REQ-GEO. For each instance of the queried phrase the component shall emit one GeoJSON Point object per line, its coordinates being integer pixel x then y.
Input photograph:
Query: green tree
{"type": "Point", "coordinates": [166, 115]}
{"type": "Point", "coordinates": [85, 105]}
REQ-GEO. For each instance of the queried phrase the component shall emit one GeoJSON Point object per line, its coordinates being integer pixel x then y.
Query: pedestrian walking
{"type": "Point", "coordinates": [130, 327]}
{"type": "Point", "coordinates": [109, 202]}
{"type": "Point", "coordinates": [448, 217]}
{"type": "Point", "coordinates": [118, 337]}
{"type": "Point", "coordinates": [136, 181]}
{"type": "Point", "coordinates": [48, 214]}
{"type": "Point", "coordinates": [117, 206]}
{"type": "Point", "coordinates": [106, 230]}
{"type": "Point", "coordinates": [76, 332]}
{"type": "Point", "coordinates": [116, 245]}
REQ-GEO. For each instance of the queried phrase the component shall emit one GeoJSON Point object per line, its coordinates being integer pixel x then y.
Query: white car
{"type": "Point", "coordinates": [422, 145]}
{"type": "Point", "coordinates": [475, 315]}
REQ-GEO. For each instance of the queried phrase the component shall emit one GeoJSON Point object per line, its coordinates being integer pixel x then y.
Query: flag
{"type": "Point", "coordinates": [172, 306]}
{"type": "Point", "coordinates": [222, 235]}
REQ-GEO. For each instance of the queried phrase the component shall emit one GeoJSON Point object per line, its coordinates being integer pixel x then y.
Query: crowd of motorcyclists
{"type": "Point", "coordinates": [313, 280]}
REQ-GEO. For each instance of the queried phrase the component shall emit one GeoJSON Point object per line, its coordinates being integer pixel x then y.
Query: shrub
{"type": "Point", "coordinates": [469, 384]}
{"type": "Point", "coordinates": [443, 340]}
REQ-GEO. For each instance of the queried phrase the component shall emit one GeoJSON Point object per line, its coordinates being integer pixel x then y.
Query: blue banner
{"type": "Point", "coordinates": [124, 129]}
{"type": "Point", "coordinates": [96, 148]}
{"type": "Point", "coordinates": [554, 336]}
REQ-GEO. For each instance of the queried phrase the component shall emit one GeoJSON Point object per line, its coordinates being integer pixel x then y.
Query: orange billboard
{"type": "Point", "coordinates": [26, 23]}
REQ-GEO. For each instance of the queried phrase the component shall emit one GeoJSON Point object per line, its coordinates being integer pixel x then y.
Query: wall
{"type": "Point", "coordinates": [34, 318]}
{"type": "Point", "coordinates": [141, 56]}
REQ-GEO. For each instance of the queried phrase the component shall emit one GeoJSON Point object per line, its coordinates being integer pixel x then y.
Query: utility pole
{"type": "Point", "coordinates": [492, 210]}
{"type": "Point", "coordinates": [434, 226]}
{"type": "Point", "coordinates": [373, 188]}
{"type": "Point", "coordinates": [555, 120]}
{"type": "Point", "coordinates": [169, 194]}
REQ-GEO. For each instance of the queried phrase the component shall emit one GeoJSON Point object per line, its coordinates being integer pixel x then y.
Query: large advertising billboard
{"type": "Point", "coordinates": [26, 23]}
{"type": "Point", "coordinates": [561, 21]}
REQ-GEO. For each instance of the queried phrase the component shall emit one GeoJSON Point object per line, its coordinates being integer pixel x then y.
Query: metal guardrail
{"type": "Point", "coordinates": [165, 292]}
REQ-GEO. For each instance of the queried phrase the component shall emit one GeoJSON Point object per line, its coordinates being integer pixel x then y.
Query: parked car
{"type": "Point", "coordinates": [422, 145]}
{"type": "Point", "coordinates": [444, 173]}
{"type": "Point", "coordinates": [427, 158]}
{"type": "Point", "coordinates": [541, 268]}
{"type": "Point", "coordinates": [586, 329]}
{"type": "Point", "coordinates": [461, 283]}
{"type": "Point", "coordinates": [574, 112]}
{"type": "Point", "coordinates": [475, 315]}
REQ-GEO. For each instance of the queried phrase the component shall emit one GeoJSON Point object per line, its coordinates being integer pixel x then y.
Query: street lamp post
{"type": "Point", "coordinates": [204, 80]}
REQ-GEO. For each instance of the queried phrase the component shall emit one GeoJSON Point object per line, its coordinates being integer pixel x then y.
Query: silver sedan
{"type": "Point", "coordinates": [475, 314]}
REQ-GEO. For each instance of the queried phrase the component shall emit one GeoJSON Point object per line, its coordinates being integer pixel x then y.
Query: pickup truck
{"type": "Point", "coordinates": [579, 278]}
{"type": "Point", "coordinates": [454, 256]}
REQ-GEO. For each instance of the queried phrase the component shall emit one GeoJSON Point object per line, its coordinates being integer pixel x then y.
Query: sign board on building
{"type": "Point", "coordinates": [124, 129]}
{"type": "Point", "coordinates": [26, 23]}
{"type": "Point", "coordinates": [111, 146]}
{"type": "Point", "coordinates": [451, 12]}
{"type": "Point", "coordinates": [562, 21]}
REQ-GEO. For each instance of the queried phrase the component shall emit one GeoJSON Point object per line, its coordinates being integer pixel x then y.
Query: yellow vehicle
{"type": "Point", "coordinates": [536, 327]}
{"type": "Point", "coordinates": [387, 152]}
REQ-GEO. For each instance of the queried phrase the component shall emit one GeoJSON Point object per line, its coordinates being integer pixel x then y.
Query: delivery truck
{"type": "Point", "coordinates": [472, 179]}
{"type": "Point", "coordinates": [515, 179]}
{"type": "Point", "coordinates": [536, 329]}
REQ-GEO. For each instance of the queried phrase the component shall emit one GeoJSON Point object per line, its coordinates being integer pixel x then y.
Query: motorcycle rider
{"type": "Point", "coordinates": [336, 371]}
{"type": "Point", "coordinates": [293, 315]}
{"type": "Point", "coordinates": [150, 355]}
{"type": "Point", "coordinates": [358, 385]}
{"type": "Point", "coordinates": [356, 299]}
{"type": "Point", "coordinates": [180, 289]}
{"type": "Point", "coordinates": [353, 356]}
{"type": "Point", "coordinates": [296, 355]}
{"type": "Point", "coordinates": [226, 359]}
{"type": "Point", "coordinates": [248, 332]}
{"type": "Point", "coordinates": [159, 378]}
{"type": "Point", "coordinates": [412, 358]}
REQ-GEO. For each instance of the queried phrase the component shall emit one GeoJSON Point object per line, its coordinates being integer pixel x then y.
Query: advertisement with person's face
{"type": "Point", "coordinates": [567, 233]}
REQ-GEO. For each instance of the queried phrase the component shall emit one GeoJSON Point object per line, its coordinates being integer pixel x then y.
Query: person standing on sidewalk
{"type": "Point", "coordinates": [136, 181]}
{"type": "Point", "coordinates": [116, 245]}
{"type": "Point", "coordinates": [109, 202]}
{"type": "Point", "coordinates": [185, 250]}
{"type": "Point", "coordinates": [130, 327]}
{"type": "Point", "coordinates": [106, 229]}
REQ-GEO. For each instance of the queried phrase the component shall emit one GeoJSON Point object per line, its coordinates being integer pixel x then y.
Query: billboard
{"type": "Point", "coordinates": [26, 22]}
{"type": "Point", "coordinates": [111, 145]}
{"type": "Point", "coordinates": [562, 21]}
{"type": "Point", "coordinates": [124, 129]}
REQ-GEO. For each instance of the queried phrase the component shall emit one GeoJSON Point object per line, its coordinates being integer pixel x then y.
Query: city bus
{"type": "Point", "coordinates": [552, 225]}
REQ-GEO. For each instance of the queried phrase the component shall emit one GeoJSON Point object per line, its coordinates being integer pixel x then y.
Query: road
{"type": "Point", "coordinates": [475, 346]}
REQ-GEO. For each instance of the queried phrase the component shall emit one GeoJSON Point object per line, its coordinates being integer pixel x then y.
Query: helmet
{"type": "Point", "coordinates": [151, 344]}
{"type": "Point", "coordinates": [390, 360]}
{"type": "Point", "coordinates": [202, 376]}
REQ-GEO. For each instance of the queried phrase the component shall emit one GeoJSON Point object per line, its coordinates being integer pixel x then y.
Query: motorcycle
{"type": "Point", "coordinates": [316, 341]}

- EXERCISE AIM -
Count the lines in the data that contain the string "person", with case counting. Reply with the number alone.

- ANSWER -
2